## Text

>>>

To use the “google” provider you will need to set up your own Google Programmable Search Engine and also enable the Programmable Search Element Paid API. Then, ensure that the following environment variables are defined:

GOOGLE_CSE_ID — Google Custom Search Engine ID
GOOGLE_CSE_API_KEY — Google API key used to enable the Search API

Google supports the following options:

Option	Description
`num_results`	The number of relevant webpages whose contents are returned
`max_provider_calls`	Number of times to retrieve more links in case previous ones were irrelevant (defaults to 3)
`max_connections`	Maximum number of concurrent connections (defaults to 10)
`model`	Model to use to determine if search results are relevant (defaults to the model being evaluated)

Bash and Python

The bash() and python() tools enable execution of arbitrary shell commands and Python code, respectively. These tools require the use of a Sandbox Environment for the execution of untrusted code. For example, here is how you might use them in an evaluation where the model is asked to write code in order to solve capture the flag (CTF) challenges:

from inspect_ai.tool import bash, python

CMD_TIMEOUT = 180

@task
def intercode_ctf():
    return Task(
        dataset=read_dataset(),
        solver=[
            system_message("system.txt"),
            use_tools([
                bash(CMD_TIMEOUT), 
                python(CMD_TIMEOUT)

<<<

## Check your understanding
1) In the text on search and code tools, what is the default for `max_connections`?
2) Pick up the text on search and code tools right after its last line and write the next part.

## Data for review
>>>

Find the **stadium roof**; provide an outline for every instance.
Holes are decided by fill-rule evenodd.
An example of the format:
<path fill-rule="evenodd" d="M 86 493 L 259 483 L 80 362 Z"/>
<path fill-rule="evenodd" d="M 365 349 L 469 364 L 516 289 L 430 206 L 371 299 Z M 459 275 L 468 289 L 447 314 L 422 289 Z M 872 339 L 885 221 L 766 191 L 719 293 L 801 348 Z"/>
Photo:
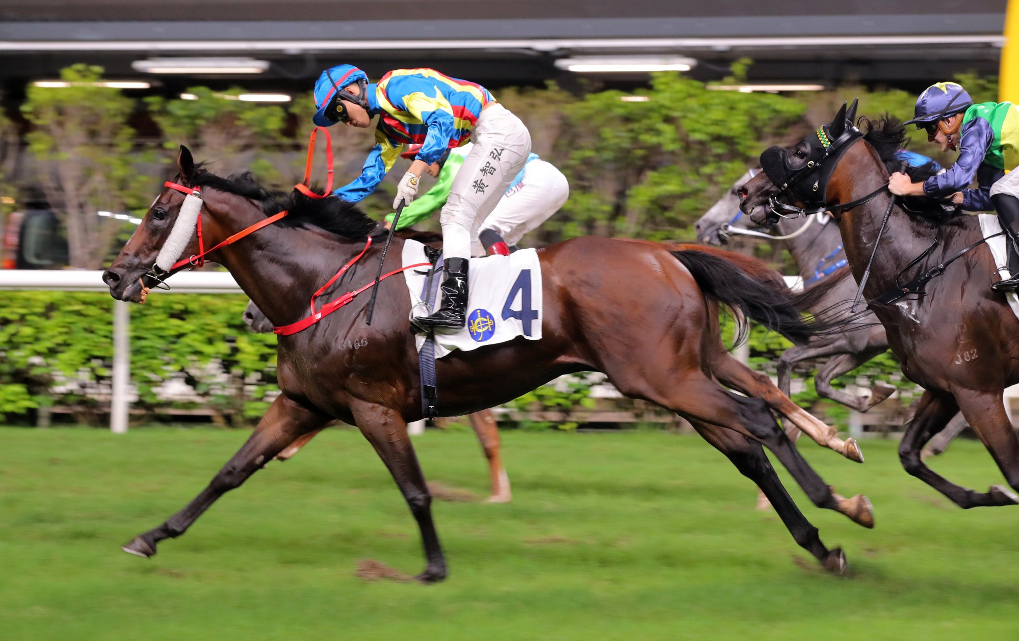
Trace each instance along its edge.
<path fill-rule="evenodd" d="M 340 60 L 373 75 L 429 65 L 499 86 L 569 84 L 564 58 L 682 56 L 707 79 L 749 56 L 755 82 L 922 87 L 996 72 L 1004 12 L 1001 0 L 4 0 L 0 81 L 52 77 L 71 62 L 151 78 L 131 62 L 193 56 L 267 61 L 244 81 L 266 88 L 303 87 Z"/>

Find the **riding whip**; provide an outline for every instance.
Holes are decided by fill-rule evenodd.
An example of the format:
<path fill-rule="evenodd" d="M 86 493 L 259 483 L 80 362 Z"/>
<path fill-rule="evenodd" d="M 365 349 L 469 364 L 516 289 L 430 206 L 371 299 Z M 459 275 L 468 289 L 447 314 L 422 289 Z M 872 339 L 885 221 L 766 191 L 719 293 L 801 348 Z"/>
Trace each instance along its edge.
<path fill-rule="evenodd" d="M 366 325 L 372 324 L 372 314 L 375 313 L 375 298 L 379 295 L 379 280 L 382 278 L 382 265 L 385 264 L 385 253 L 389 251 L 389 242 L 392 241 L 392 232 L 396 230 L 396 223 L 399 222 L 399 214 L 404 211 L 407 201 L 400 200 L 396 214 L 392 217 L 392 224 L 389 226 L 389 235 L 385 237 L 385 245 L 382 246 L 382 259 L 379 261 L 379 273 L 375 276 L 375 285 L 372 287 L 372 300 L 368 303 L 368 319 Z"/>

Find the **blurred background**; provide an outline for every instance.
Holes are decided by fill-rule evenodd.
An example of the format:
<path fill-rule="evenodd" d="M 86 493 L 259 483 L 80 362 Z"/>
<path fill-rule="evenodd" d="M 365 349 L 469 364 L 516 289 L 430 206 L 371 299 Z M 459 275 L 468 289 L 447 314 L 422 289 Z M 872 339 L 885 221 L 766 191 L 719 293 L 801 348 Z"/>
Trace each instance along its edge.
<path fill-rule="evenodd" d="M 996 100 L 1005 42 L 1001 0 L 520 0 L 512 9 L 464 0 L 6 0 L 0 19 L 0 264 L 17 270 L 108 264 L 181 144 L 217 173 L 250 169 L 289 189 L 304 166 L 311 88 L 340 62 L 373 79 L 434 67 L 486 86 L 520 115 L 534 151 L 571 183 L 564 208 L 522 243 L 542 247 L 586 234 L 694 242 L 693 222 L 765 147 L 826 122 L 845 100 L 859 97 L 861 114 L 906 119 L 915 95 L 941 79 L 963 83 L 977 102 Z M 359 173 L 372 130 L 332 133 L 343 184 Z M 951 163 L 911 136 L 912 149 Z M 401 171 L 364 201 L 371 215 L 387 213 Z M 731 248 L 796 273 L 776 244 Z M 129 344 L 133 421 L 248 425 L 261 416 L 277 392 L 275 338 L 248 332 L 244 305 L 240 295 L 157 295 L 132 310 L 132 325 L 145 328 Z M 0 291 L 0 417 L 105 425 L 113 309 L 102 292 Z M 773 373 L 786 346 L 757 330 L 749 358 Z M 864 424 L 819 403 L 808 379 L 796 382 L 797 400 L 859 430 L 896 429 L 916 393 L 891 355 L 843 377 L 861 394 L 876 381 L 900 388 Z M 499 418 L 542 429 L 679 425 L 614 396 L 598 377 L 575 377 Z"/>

<<<

## Outputs for the tasks
1) It defaults to 10 concurrent connections.

2)
            ]),
            generate(),
        ],
        scorer=includes(),
        message_limit=30,
        sandbox="docker",
    )

We specify a 3-minute timeout for execution of the bash and python tools to ensure that they don’t perform extremely long running operations.

See the Agents section for more details on how to build evaluations that allow models to take arbitrary actions over a longer time horizon.

Bash Session

The bash_session() tool provides a bash shell that retains its state across calls from the model (as distinct from the bash() tool which executes each command in a fresh session). The prompt, working directory, and environment variables are all retained across calls. The tool also supports a restart action that enables the model to reset its state and work in a fresh session.

Note that a separate bash process is created within the sandbox for each instance of the bash session tool. See the bash_session() reference docs for details on customizing this behavior.

Configuration

Bash sessions require the use of a Sandbox Environment for the execution of untrusted code. In addition, you’ll need some dependencies installed in the sandbox container. Please see Sandbox Dependencies below for additional instructions.

Sandbox Dependencies

You should add the following to your sandbox Dockerfile in order to use this tool:

RUN apt-get update && apt-get install -y pipx && \
    apt-get clean && rm -rf /var/lib/apt/lists/*
ENV PATH="$PATH:/opt/inspect/bin"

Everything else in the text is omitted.